Bad Teeth follows a cast of young literary men and women, each in a period of formation, in four very American cities – Brooklyn, Bloomington, Berkeley, and Bakersfield. A Pynchonesque treat, it’s four (or more) books in one: a bohemian satire, a campus comedy, a stoner’s reverie, and a quadruple love story. The plots coalesce around the search for a mysterious author, Jigme Drolma (“the Tibetan David Foster Wallace”), who might in fact be a plagiarist. But how does the self-styled arch-magician Nicholas Bendix figure into this? What will happen when SOFA unleashes the “Apocalypse”? And what’s to become of Lump, the cat?
Mind of Winter by Laura Kasischke (Harper)
On another Christmas morning thirteen years ago, she and her husband Eric were in Siberia to meet the sweet, dark-haired Rapunzel they desperately wanted. How they laughed at the nurses of Pokrovka Orphanage #2 with their garlic and their superstitions, and ignored their gentle warnings. After all, their fairy princess Tatiana—baby Tatty—was perfect.
As the snow falls, enveloping the world in its white silence, Holly senses that something is not right, has not been right in the years since they brought their daughter—now a dangerously beautiful, petulant, sometimes erratic teenager—home. There is something evil inside this house. Inside themselves. How else to explain the accidents, the seemingly random and banal misfortunes. Trixie, the cat. The growth on Eric’s hand. Sally the hen, their favorite, how the other chickens turned on her. The housekeeper, that ice, a bad fall. The CDs scratched, every one.
But Holly must not think of these things. She and Tatiana are all alone. Eric is stuck on the roads and none of their guests will be able to make it through the snow. With each passing hour, the blizzard rages and Tatiana’s mood darkens, her behavior becoming increasingly disturbing and frightening. Until, in every mother’s worst nightmare, Holly finds she no longer recognizes her daughter.
I Remember You: A Ghost Story by Yrsa Sigurdardottir (St. Martin’s Griffin)
In an isolated village in the Icelandic Westfjords, three friends set to work renovating a rundown house. But soon, they realize they are not as alone as they thought. Something wants them to leave, and it’s making its presence felt. Meanwhile, in a town across the fjord, a young doctor investigating the suicide of an elderly woman discovers that she was obsessed with his vanished son. When the two stories collide, the terrifying truth is uncovered.
In the vein of John Ajvide Lindqvist, this horrifying thriller, partly based on a true story, is the scariest novel yet from Yrsa Sigurdardottir, who has captivated the attention of readers around the world with her mystery series featuring attorney Thora Gudmundsdottir. Now, Yrsa will stun readers once again with this out-of-this-world ghost story that will leave you shivering.
Notorious by Allison Brennan (Minotaur Books)
Maxine Revere has dedicated her life to investigating murders that the police have long since given up any hope of solving. A nationally renowned investigative reporter with her own TV show and a tough-as-nails reputation, Max tackles cold cases from across the country and every walk of life. But the one unsolved murder that still haunts her is a case from her own past.
When Max was a high school senior, one of her best friends was strangled and another, Kevin O’Neal, accused of the crime. To the disgrace of her wealthy family, Max stood by her friend, until she found out he lied about his alibi. Though his guilt was never proven, their relationship crumbled from the strain of too many secrets.

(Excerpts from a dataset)
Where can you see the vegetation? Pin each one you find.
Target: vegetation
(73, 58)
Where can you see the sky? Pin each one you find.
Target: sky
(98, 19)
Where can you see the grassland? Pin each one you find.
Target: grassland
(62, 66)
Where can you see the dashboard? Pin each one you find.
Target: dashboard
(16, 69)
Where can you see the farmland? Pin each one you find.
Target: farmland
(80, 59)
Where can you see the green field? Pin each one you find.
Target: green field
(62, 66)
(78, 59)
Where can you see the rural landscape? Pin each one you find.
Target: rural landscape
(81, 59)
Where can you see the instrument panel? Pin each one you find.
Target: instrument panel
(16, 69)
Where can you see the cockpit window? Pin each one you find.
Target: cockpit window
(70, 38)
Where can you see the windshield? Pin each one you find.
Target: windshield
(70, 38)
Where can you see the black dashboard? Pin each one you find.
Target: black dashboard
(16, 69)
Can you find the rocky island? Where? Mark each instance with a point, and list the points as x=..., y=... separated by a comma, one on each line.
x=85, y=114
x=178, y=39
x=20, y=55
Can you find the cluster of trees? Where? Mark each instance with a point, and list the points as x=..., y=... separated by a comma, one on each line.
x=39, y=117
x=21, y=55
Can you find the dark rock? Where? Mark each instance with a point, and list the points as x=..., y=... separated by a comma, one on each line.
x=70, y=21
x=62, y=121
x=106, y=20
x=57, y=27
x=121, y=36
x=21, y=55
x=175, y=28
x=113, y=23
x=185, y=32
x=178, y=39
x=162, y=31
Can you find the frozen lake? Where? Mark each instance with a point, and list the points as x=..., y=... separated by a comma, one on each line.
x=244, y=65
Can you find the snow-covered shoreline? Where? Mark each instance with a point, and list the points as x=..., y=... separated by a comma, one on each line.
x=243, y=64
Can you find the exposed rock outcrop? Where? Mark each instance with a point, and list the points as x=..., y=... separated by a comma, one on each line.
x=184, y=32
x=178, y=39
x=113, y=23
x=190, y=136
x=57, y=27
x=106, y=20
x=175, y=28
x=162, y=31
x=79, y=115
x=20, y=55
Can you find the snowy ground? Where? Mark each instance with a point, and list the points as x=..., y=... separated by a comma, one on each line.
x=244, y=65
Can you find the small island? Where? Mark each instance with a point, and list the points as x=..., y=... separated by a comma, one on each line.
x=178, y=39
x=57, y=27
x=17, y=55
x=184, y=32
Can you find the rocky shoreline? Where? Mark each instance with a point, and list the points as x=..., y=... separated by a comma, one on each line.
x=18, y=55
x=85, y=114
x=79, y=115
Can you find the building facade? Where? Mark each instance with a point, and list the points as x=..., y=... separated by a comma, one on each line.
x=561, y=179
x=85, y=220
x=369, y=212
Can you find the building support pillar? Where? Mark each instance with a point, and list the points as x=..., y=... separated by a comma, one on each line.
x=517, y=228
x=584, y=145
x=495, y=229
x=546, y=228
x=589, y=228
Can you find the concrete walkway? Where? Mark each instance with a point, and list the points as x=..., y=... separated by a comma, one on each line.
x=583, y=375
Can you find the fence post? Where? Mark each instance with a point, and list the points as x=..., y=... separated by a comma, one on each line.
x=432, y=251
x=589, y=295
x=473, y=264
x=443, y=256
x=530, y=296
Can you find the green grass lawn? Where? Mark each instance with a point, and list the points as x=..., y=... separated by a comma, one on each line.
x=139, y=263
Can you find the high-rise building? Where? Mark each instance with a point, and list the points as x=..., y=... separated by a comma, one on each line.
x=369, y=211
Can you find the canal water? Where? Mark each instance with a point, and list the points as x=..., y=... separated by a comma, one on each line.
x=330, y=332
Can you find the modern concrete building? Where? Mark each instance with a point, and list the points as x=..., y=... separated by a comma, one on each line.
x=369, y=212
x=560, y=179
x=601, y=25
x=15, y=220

→ Using the information
[1] Summarize the book descriptions in two sentences.
[2] In the book descriptions, retype everything from "In the vein" down to "her own past.".

→ Written responses
[1] The book descriptions present Bad Teeth, which follows young literary men and women in four American cities as they search for a mysterious author, and Mind of Winter by Laura Kasischke, in which Holly, snowed in alone with the daughter she and her husband brought home from a Siberian orphanage, watches the girl's behavior grow increasingly disturbing. They also introduce I Remember You by Yrsa Sigurdardottir, a ghost story set in the Icelandic Westfjords, and Notorious by Allison Brennan, whose investigative reporter Maxine Revere is haunted by the unsolved strangling of one of her best friends from high school.

[2]
In the vein of John Ajvide Lindqvist, this horrifying thriller, partly based on a true story, is the scariest novel yet from Yrsa Sigurdardottir, who has captivated the attention of readers around the world with her mystery series featuring attorney Thora Gudmundsdottir. Now, Yrsa will stun readers once again with this out-of-this-world ghost story that will leave you shivering.
Notorious by Allison Brennan (Minotaur Books)
Maxine Revere has dedicated her life to investigating murders that the police have long since given up any hope of solving. A nationally renowned investigative reporter with her own TV show and a tough-as-nails reputation, Max tackles cold cases from across the country and every walk of life. But the one unsolved murder that still haunts her is a case from her own past.